§ **Prompt**
Could you transcribe the entries below exactly, starting at the line that contains "Exercise. Identify the green vegetation" and stopping at the last line, without any pictures?

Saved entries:
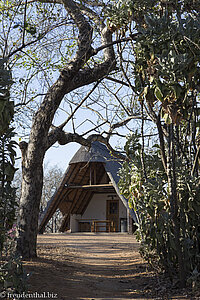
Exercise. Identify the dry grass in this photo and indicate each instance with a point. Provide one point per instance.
(95, 266)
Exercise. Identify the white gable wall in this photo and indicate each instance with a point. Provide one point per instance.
(96, 210)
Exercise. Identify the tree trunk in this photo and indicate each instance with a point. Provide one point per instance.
(74, 75)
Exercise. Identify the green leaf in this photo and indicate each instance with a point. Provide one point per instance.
(158, 94)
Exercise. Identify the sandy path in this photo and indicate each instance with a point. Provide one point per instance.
(92, 267)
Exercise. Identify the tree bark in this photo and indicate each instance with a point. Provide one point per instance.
(73, 76)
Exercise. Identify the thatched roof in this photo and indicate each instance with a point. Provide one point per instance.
(91, 170)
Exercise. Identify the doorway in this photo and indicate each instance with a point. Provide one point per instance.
(112, 213)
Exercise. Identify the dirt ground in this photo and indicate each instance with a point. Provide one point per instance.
(94, 267)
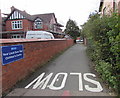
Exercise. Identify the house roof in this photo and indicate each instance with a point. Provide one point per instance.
(46, 18)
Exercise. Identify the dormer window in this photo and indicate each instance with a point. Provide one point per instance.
(38, 24)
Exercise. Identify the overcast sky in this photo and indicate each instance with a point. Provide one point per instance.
(77, 10)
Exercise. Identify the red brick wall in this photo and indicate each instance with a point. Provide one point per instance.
(35, 54)
(27, 25)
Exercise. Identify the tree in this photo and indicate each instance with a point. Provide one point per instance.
(72, 29)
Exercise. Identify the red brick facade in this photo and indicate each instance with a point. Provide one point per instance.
(36, 53)
(44, 22)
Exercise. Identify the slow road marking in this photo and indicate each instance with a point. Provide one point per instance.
(42, 83)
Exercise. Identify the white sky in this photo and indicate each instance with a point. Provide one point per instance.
(77, 10)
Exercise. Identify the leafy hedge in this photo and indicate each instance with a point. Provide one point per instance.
(103, 35)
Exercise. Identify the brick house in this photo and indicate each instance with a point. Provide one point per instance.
(18, 22)
(107, 7)
(0, 22)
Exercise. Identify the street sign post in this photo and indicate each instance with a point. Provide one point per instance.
(11, 53)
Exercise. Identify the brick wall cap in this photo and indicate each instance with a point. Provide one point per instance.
(27, 40)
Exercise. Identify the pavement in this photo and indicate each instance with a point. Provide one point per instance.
(69, 69)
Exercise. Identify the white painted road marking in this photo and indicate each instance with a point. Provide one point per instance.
(40, 83)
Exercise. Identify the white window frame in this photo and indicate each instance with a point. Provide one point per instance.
(38, 22)
(17, 24)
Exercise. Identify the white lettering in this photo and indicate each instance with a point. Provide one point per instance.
(51, 86)
(80, 80)
(39, 83)
(99, 87)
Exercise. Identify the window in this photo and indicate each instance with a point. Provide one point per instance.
(16, 25)
(38, 24)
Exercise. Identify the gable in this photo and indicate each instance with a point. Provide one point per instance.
(38, 19)
(16, 15)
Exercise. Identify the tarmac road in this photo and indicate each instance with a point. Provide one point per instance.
(71, 68)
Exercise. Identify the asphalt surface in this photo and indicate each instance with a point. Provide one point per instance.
(74, 60)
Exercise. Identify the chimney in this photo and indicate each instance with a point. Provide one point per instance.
(12, 8)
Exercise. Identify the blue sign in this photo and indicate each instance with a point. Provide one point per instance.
(12, 53)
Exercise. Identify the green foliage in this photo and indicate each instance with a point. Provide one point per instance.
(103, 35)
(72, 29)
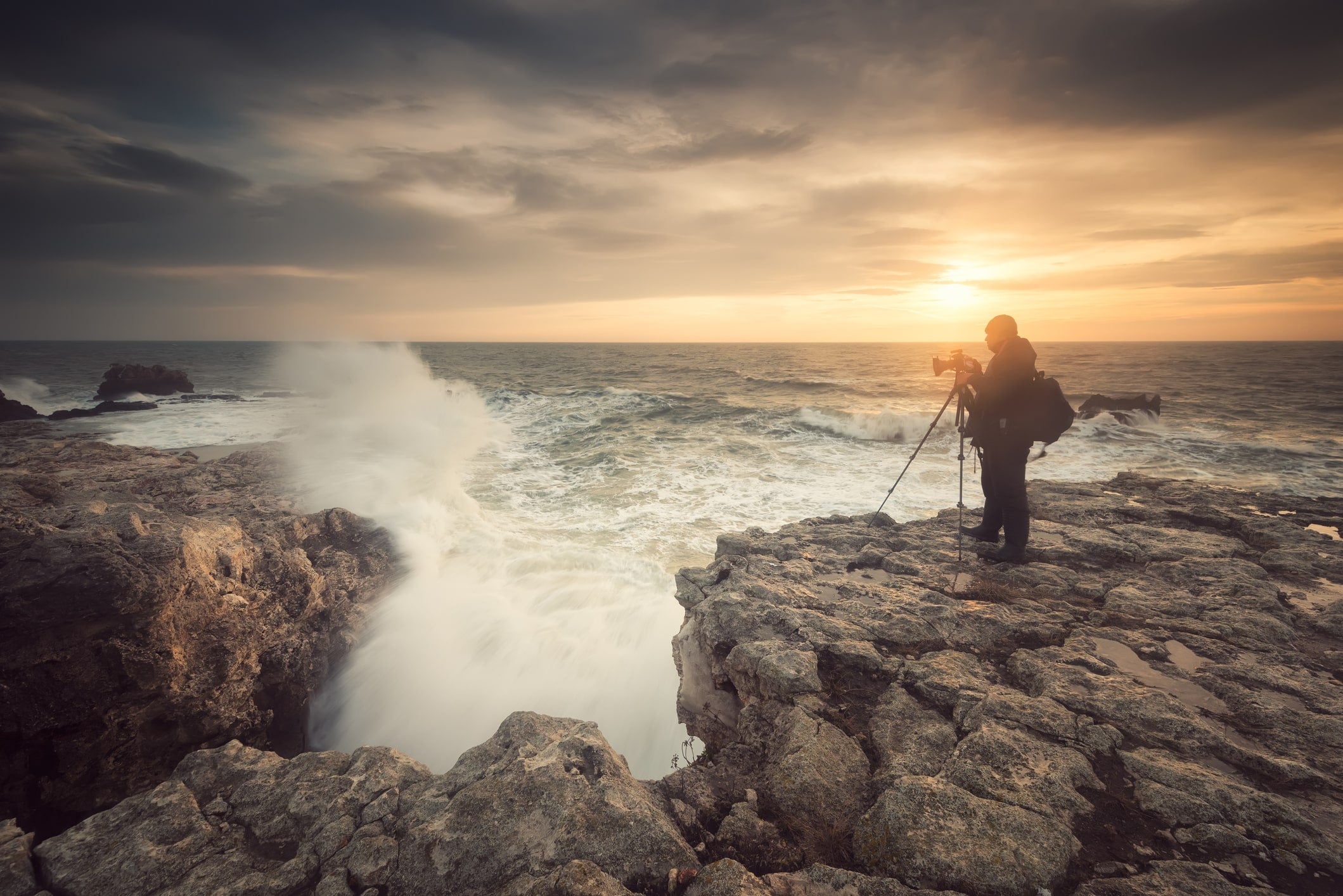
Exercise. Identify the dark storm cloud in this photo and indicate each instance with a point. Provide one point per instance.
(1204, 271)
(1105, 61)
(141, 164)
(72, 194)
(171, 135)
(732, 144)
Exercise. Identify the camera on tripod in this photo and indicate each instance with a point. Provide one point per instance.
(958, 362)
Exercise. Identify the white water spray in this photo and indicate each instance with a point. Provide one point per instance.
(494, 614)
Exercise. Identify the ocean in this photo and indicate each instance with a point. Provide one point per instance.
(544, 495)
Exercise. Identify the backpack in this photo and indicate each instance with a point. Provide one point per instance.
(1043, 414)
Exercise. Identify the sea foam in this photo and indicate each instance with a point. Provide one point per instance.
(493, 614)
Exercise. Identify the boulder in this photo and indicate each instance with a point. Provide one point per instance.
(155, 606)
(1122, 409)
(1150, 704)
(932, 833)
(103, 407)
(128, 379)
(13, 410)
(546, 807)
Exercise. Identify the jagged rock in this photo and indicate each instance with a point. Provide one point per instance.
(128, 379)
(932, 833)
(1171, 879)
(16, 878)
(579, 878)
(1122, 409)
(727, 878)
(824, 880)
(13, 410)
(153, 606)
(546, 807)
(103, 407)
(540, 793)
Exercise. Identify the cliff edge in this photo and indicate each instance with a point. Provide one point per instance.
(1154, 704)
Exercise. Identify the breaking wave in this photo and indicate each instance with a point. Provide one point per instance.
(884, 426)
(493, 613)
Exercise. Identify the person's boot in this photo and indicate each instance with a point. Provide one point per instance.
(982, 532)
(1016, 531)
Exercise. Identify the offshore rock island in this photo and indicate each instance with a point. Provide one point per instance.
(1153, 704)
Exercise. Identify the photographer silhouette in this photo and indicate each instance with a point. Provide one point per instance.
(998, 391)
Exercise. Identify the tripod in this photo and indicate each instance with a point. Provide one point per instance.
(960, 394)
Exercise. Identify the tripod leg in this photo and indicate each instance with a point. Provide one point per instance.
(961, 484)
(955, 390)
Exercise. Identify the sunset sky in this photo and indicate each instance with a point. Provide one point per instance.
(591, 170)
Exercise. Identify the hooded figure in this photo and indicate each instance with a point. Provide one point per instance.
(1002, 452)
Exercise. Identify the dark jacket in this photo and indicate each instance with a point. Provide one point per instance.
(997, 393)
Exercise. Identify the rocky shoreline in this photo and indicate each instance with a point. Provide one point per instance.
(1153, 704)
(152, 606)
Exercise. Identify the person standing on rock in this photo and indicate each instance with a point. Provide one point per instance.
(997, 388)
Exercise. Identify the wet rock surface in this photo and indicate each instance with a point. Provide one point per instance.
(153, 606)
(13, 410)
(546, 807)
(1152, 704)
(103, 407)
(1122, 409)
(128, 379)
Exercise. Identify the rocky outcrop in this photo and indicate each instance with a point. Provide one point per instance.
(153, 606)
(13, 410)
(1126, 410)
(543, 808)
(1152, 706)
(103, 407)
(128, 379)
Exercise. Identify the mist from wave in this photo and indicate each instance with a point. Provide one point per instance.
(494, 613)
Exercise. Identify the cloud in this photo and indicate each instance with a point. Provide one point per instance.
(160, 167)
(731, 144)
(499, 152)
(1211, 271)
(1135, 234)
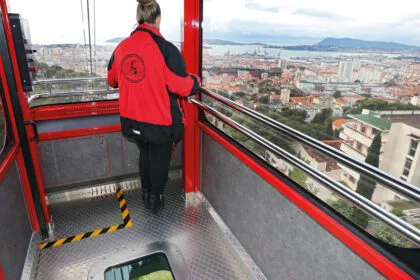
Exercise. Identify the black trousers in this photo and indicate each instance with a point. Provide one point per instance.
(154, 164)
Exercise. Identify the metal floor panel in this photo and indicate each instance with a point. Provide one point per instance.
(189, 226)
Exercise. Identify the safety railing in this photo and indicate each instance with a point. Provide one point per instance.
(406, 229)
(99, 89)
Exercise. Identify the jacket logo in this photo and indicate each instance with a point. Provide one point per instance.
(133, 68)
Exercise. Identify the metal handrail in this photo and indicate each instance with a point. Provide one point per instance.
(368, 170)
(71, 94)
(61, 81)
(404, 228)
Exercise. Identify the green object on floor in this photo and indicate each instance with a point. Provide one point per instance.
(158, 275)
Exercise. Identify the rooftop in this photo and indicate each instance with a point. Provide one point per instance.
(411, 120)
(339, 122)
(379, 123)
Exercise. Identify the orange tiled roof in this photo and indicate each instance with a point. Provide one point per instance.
(339, 123)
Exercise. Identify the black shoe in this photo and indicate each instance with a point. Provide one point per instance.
(156, 203)
(146, 198)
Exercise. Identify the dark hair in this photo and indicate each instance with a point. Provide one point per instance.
(147, 11)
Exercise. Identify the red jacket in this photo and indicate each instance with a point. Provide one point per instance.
(151, 77)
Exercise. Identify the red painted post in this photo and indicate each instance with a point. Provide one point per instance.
(1, 274)
(25, 109)
(191, 50)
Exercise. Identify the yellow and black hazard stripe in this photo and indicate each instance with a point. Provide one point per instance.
(127, 223)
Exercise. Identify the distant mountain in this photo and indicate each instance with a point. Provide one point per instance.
(116, 40)
(348, 43)
(220, 42)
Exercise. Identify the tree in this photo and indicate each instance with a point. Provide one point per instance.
(265, 99)
(299, 177)
(337, 132)
(366, 186)
(322, 116)
(337, 94)
(391, 237)
(329, 130)
(240, 94)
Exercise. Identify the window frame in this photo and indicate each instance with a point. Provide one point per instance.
(9, 137)
(413, 148)
(407, 170)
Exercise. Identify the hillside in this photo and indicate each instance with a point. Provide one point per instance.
(348, 43)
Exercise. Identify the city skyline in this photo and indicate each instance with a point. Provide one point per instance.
(301, 20)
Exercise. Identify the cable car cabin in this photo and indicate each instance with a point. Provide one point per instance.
(257, 188)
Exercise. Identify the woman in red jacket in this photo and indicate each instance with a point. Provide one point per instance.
(151, 76)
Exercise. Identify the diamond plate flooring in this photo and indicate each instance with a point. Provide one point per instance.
(189, 226)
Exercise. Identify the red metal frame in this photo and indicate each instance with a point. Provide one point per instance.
(25, 108)
(191, 53)
(16, 154)
(107, 173)
(66, 134)
(370, 255)
(66, 111)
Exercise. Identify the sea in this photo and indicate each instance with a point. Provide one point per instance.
(221, 50)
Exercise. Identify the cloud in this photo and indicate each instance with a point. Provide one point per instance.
(253, 5)
(254, 31)
(317, 14)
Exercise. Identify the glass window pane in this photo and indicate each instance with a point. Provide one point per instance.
(75, 40)
(155, 266)
(3, 125)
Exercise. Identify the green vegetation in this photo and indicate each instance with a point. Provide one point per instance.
(323, 116)
(366, 186)
(391, 237)
(381, 105)
(337, 94)
(46, 72)
(299, 177)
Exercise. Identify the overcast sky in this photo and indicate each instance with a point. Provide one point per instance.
(57, 21)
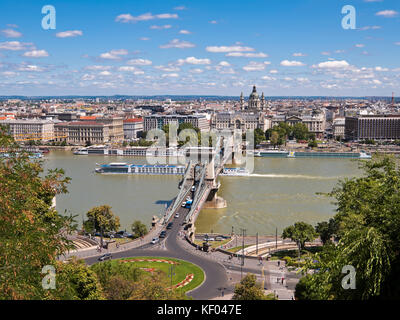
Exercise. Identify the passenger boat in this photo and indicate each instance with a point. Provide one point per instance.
(239, 172)
(125, 168)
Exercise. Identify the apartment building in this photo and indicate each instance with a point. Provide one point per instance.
(158, 121)
(31, 129)
(376, 127)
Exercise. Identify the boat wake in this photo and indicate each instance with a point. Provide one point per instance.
(292, 176)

§ **Reply**
Exercise. Identify the green vegetation in this photo and indicate each instance with a point. Provide one point per instance.
(323, 116)
(366, 186)
(391, 237)
(381, 105)
(337, 94)
(46, 72)
(299, 177)
Exercise. Identify the overcast sky in this photo and indicate each instance with a point. Provide one point per instance.
(57, 21)
Exercise. Identify the passenger boat in this photo and indicate each instance with a point. Provide one point per instance.
(239, 172)
(125, 168)
Exercise. Identify the apartment building in this photo and indicate each instance with a point. Provide one point per instance.
(158, 121)
(31, 129)
(376, 127)
Exercise. Identify the boat wake in this photo and indicate each instance with a point. Provide one point per instance.
(292, 176)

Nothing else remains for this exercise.